Try it —
Each line in the entries below that holds the string "entry" is to be listed.

▬▬▬▬▬▬▬▬▬▬

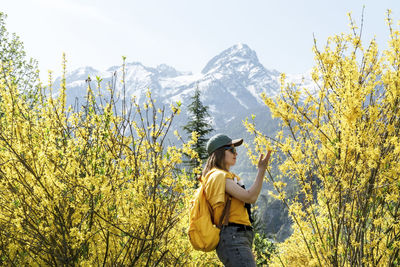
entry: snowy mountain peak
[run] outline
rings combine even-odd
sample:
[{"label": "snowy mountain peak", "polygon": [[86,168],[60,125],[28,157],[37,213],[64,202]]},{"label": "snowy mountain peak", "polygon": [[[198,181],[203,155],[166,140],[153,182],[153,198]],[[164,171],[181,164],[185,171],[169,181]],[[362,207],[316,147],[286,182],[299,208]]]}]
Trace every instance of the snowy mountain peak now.
[{"label": "snowy mountain peak", "polygon": [[236,44],[236,45],[226,49],[222,53],[224,53],[224,52],[226,52],[228,55],[230,55],[230,57],[241,57],[243,59],[250,59],[250,60],[258,63],[258,58],[257,58],[256,52],[254,50],[250,49],[250,47],[247,44],[242,44],[242,43]]},{"label": "snowy mountain peak", "polygon": [[260,62],[255,51],[250,49],[248,45],[240,43],[212,58],[202,70],[202,73],[206,74],[221,68],[235,68],[244,64],[257,66],[260,65]]},{"label": "snowy mountain peak", "polygon": [[[249,114],[264,110],[261,93],[273,97],[280,92],[280,73],[264,68],[256,52],[246,44],[236,44],[222,51],[208,62],[202,73],[196,74],[180,72],[166,64],[149,67],[140,62],[126,63],[124,72],[121,66],[113,66],[106,71],[97,71],[92,67],[76,69],[66,77],[68,105],[85,101],[89,75],[102,78],[102,89],[113,84],[116,93],[124,89],[127,96],[136,96],[139,103],[146,99],[149,89],[159,104],[169,106],[180,101],[186,107],[194,89],[199,88],[203,103],[210,108],[213,124],[218,127],[225,127],[233,119],[240,122]],[[307,74],[305,79],[298,75],[287,76],[288,81],[296,84],[307,87],[311,84]],[[120,82],[122,79],[124,87]],[[60,78],[55,81],[54,88],[59,88],[60,81]],[[106,90],[103,93],[107,96]]]}]

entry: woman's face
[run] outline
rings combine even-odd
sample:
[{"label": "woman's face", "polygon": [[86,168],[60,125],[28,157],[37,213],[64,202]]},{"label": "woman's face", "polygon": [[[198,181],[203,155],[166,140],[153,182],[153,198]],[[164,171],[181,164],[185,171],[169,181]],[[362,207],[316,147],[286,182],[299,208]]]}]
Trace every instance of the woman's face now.
[{"label": "woman's face", "polygon": [[225,148],[225,166],[229,170],[236,163],[236,148],[232,145]]}]

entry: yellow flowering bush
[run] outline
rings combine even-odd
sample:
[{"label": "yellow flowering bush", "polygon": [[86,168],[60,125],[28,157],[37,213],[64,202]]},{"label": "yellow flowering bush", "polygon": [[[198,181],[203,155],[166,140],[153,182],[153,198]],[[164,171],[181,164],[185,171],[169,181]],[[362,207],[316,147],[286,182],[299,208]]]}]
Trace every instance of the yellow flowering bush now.
[{"label": "yellow flowering bush", "polygon": [[350,21],[351,33],[314,47],[317,92],[282,76],[281,95],[263,95],[281,121],[275,137],[245,122],[256,152],[275,151],[279,175],[269,180],[293,220],[273,265],[400,264],[400,33],[389,12],[389,46],[379,52],[375,40],[363,46]]},{"label": "yellow flowering bush", "polygon": [[65,78],[58,97],[50,84],[29,102],[0,80],[0,264],[216,263],[186,235],[193,181],[181,163],[196,157],[196,135],[181,147],[167,141],[179,107],[157,108],[150,92],[143,106],[119,105],[113,88],[104,98],[87,82],[74,110]]}]

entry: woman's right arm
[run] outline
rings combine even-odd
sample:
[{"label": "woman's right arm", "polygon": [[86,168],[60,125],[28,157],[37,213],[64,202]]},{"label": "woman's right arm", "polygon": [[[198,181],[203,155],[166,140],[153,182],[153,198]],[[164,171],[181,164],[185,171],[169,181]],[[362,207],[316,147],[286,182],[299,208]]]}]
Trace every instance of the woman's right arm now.
[{"label": "woman's right arm", "polygon": [[255,203],[257,201],[258,195],[261,192],[262,182],[265,176],[265,171],[268,167],[268,161],[271,156],[271,151],[268,151],[267,155],[264,157],[263,154],[260,155],[258,160],[258,172],[256,179],[249,189],[244,189],[235,183],[232,179],[226,179],[225,191],[232,197],[239,199],[245,203]]}]

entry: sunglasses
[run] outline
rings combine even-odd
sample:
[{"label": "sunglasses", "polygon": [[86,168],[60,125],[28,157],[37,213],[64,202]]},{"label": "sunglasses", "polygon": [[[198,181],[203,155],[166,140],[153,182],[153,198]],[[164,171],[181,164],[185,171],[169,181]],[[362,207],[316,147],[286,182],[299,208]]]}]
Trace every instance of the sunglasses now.
[{"label": "sunglasses", "polygon": [[225,150],[229,150],[229,152],[231,152],[232,154],[237,154],[237,152],[236,152],[236,147],[224,146],[223,148],[224,148]]}]

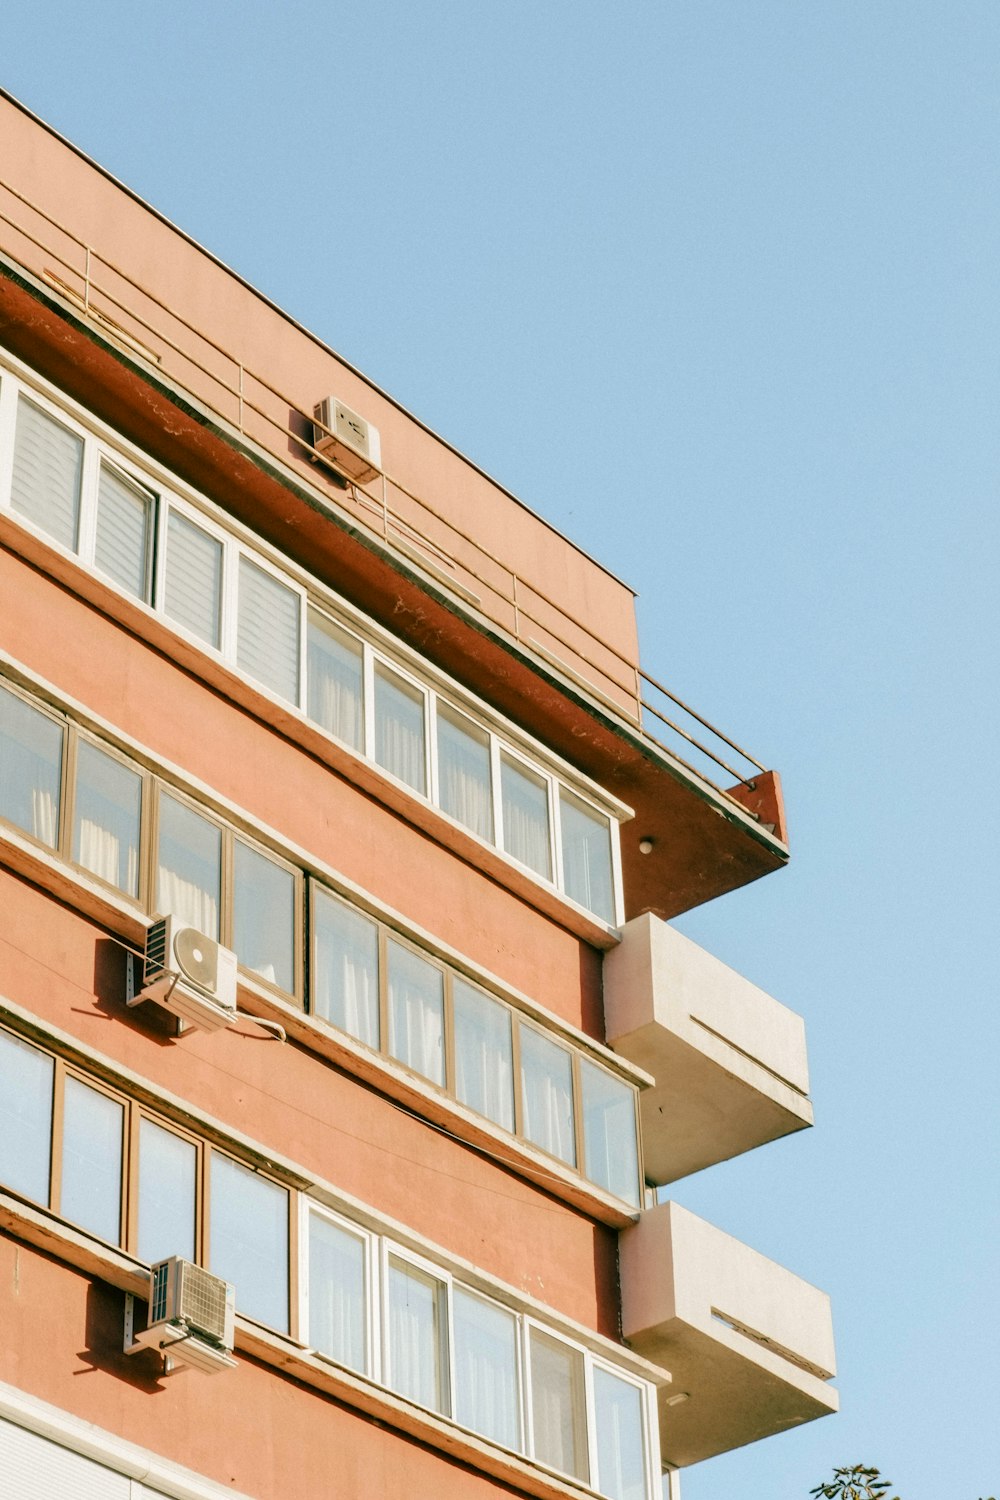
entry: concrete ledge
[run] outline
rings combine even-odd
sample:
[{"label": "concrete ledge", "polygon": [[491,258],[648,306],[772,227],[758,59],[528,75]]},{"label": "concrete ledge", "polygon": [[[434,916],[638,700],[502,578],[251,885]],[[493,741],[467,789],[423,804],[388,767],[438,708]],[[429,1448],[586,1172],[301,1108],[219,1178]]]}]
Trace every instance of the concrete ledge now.
[{"label": "concrete ledge", "polygon": [[676,1203],[642,1214],[620,1244],[623,1335],[673,1376],[659,1393],[668,1462],[837,1410],[824,1292]]},{"label": "concrete ledge", "polygon": [[663,1184],[813,1121],[805,1027],[690,938],[645,913],[604,960],[607,1041],[652,1073],[643,1169]]}]

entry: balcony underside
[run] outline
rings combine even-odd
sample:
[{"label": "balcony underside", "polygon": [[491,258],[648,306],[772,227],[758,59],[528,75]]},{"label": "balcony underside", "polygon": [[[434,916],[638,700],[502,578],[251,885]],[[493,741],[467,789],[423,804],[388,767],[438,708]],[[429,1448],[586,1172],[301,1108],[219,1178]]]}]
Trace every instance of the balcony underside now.
[{"label": "balcony underside", "polygon": [[[626,914],[676,916],[788,858],[774,773],[732,797],[685,767],[578,674],[517,640],[401,549],[303,483],[67,299],[0,260],[0,340],[103,420],[328,580],[635,810],[622,836]],[[296,448],[290,434],[289,452]],[[640,840],[651,842],[642,854]]]}]

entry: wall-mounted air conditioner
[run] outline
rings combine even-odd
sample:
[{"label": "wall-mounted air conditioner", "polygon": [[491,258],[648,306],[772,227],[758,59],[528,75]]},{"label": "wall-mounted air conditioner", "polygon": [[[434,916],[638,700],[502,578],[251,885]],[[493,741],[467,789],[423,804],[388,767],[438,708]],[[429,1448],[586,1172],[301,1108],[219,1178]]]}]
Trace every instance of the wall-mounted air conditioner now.
[{"label": "wall-mounted air conditioner", "polygon": [[201,1031],[218,1031],[236,1019],[236,954],[214,938],[161,917],[146,933],[142,989],[129,1000],[153,1000]]},{"label": "wall-mounted air conditioner", "polygon": [[235,1319],[235,1288],[172,1255],[150,1271],[148,1323],[131,1348],[156,1349],[207,1375],[232,1370]]},{"label": "wall-mounted air conditioner", "polygon": [[336,396],[321,401],[314,416],[313,446],[342,474],[358,484],[366,484],[381,472],[382,444],[377,427]]}]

▬▬▬▬▬▬▬▬▬▬

Answer to this problem —
entry: snowy mountain peak
entry: woman's face
entry: yellow flowering bush
entry: woman's right arm
entry: sunglasses
entry: concrete ledge
entry: balcony underside
entry: wall-mounted air conditioner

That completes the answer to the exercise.